*DATA UNDER STUDY*.
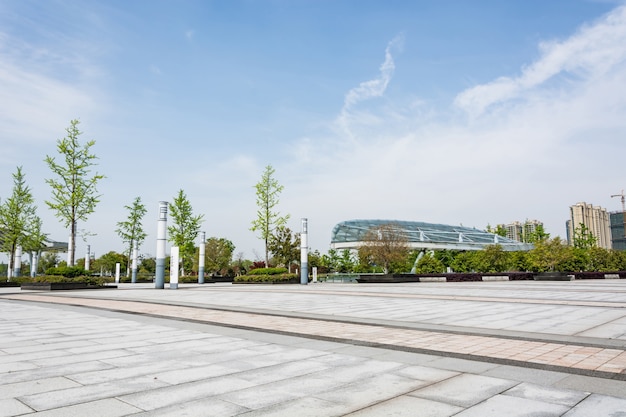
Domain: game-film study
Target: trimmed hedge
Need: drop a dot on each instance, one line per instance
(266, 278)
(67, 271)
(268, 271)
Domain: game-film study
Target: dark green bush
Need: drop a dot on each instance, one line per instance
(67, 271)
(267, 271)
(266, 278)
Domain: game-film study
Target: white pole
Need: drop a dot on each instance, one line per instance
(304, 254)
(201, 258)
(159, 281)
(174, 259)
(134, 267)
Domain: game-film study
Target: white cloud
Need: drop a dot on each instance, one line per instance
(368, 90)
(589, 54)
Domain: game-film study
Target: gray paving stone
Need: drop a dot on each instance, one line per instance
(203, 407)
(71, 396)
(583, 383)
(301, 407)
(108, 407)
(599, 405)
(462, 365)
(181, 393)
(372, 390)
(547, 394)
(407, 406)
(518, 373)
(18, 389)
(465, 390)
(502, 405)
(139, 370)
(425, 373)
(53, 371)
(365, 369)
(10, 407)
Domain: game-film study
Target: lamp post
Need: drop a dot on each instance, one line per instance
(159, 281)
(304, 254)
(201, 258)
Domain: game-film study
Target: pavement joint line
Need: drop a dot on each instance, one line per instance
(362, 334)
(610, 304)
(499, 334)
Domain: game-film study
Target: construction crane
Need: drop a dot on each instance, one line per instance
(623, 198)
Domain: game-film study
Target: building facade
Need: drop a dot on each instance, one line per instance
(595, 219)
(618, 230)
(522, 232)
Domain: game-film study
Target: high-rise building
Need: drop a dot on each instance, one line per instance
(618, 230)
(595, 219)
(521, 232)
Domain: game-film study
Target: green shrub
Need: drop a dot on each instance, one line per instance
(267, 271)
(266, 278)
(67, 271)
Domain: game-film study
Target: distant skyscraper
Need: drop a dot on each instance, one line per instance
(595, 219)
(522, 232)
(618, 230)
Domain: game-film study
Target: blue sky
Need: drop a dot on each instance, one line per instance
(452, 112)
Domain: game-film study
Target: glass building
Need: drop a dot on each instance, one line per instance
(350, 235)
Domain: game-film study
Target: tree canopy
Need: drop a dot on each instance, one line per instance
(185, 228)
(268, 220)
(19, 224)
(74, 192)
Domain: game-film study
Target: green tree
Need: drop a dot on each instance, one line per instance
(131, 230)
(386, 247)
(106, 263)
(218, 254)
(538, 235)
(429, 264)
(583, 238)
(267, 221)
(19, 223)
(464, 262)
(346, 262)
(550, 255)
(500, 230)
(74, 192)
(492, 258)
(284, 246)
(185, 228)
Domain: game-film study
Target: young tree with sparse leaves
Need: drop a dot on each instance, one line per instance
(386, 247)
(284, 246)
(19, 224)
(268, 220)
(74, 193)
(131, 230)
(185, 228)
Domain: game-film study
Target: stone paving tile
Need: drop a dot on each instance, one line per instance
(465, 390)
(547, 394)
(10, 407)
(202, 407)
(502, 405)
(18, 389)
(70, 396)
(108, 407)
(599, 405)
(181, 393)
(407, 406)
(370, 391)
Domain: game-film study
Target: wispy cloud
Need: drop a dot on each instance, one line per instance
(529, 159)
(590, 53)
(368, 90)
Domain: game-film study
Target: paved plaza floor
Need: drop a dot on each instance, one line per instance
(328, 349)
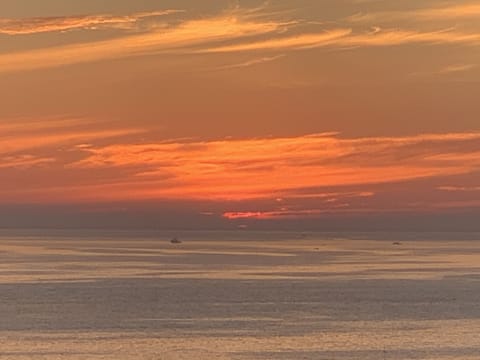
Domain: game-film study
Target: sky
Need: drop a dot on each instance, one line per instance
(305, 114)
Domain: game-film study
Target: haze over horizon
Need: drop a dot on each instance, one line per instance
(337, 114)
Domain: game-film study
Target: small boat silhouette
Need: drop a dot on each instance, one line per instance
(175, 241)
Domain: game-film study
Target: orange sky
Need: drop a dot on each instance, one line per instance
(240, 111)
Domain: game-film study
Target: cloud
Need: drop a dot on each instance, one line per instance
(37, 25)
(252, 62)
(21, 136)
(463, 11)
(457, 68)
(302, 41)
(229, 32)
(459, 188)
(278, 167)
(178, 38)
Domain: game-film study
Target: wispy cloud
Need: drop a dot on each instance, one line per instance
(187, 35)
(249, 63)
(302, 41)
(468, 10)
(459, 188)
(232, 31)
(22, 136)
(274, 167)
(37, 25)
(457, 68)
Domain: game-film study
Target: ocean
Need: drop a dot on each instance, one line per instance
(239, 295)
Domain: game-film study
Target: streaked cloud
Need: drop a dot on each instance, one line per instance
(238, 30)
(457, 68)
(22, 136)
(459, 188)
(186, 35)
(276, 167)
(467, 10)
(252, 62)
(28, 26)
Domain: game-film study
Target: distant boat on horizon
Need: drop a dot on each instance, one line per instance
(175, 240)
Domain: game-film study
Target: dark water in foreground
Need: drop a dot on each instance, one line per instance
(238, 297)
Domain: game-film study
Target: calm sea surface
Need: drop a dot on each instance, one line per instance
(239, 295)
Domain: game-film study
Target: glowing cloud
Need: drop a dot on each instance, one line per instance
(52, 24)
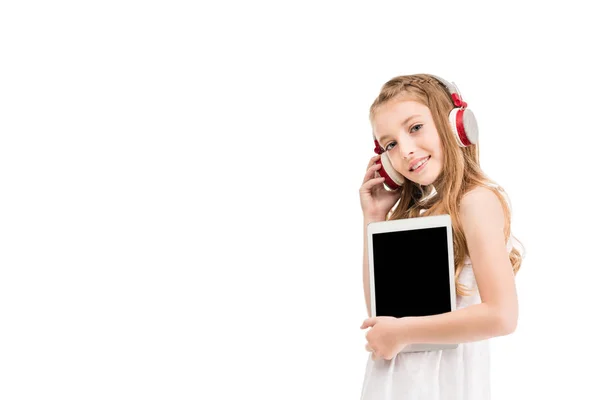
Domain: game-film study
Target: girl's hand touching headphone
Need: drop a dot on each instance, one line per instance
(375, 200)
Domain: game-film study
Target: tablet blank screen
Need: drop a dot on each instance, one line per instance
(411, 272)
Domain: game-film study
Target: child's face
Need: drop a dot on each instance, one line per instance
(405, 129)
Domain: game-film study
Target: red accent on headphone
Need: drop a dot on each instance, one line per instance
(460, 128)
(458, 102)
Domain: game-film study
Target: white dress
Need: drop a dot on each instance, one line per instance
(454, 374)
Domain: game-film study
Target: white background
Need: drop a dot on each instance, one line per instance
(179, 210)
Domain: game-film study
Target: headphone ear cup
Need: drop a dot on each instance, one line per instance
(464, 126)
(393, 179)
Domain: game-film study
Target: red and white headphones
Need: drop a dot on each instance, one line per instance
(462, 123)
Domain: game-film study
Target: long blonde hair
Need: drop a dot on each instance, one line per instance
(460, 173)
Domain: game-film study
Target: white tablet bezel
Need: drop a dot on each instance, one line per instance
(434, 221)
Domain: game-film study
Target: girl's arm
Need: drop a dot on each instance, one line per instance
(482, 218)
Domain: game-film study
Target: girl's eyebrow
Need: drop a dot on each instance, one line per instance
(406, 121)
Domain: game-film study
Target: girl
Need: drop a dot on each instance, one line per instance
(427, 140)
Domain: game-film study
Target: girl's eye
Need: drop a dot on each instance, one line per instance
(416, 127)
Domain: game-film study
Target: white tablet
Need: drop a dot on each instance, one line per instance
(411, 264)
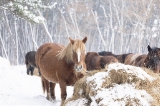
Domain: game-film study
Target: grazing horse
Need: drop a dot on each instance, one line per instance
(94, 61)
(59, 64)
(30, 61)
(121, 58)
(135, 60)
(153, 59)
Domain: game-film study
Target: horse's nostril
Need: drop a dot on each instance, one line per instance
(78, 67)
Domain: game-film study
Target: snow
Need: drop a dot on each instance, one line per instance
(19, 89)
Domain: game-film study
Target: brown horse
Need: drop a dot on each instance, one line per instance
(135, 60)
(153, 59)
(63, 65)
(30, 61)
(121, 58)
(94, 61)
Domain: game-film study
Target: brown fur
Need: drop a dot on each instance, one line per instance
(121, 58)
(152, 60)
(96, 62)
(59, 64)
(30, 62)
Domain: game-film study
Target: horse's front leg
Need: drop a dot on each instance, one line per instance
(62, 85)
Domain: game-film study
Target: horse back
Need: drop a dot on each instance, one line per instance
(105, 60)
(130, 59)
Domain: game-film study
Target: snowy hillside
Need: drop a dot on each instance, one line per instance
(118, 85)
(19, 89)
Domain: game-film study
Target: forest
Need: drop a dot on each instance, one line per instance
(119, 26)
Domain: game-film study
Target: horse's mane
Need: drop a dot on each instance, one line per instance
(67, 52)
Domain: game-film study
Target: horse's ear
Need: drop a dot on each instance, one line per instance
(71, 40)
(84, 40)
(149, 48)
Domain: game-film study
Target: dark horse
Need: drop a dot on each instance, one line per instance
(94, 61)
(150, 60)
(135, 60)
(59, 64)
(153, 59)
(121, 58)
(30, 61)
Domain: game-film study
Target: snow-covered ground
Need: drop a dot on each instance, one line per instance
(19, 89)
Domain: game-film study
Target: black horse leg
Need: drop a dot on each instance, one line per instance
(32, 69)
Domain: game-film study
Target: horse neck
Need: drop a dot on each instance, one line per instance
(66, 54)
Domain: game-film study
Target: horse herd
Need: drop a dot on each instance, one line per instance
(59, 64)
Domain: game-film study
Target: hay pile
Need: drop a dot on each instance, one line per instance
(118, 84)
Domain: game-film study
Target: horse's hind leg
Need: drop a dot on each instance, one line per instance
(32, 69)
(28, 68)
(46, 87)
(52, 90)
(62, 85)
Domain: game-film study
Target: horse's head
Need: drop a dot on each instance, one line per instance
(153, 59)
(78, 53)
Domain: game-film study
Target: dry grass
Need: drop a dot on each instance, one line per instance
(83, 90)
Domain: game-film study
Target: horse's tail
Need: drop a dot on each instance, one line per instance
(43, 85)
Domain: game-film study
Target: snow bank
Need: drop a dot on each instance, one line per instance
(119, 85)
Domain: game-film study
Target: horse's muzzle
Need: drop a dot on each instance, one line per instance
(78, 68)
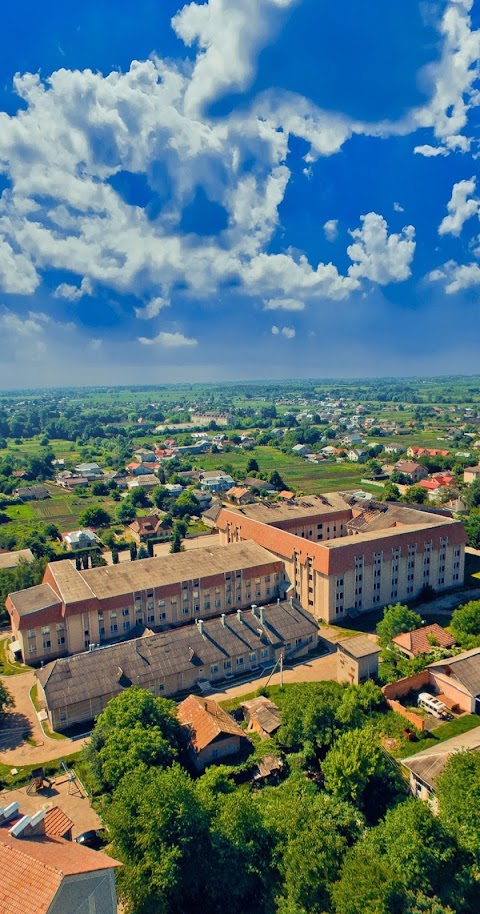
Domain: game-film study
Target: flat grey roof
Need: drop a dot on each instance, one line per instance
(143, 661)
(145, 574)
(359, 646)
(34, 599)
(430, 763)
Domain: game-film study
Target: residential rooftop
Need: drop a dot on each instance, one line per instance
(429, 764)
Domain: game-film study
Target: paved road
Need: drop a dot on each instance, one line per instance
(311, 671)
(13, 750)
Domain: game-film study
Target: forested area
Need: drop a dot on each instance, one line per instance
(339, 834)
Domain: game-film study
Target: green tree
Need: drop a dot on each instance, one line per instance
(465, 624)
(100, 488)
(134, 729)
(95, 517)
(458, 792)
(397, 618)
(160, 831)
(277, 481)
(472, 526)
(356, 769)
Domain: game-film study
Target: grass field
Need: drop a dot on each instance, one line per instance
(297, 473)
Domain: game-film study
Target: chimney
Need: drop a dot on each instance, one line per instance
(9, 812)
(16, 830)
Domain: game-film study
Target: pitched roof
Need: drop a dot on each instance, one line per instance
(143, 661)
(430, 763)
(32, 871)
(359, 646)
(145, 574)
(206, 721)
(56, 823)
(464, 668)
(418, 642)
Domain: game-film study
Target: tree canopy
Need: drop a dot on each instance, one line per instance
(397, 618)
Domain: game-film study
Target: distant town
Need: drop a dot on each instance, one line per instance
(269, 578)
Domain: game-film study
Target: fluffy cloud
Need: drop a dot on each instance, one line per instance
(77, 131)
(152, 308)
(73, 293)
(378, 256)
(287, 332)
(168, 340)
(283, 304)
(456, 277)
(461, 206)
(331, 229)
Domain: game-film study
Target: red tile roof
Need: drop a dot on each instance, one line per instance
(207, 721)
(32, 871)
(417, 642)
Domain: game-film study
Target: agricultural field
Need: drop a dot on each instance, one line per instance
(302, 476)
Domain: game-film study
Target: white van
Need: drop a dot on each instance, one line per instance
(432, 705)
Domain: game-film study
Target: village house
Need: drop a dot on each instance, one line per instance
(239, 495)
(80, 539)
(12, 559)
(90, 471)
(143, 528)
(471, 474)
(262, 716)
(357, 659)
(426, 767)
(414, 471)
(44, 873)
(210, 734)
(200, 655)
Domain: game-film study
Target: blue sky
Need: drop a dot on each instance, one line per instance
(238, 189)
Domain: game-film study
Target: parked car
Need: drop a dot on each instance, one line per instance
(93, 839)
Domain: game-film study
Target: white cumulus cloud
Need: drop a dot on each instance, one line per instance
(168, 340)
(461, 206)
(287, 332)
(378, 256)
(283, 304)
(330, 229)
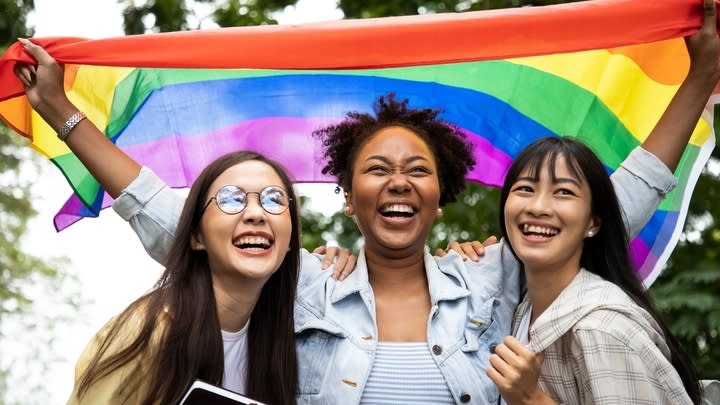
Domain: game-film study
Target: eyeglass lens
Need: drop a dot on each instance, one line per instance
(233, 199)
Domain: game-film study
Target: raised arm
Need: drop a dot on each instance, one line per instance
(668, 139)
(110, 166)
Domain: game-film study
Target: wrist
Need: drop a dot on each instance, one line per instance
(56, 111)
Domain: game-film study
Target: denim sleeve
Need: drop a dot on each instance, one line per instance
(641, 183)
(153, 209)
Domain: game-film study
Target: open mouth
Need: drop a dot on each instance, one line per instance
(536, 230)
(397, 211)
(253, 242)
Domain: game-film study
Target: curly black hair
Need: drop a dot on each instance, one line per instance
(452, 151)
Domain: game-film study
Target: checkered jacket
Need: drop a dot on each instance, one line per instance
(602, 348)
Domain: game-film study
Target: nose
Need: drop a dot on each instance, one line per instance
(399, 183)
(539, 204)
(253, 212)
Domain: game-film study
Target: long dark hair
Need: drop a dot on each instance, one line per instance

*PROBLEM DETAILS*. Only lines with the word "long" should be collected from the material.

*PROBLEM SOLUTION*.
Target: long blonde hair
Target: long dark hair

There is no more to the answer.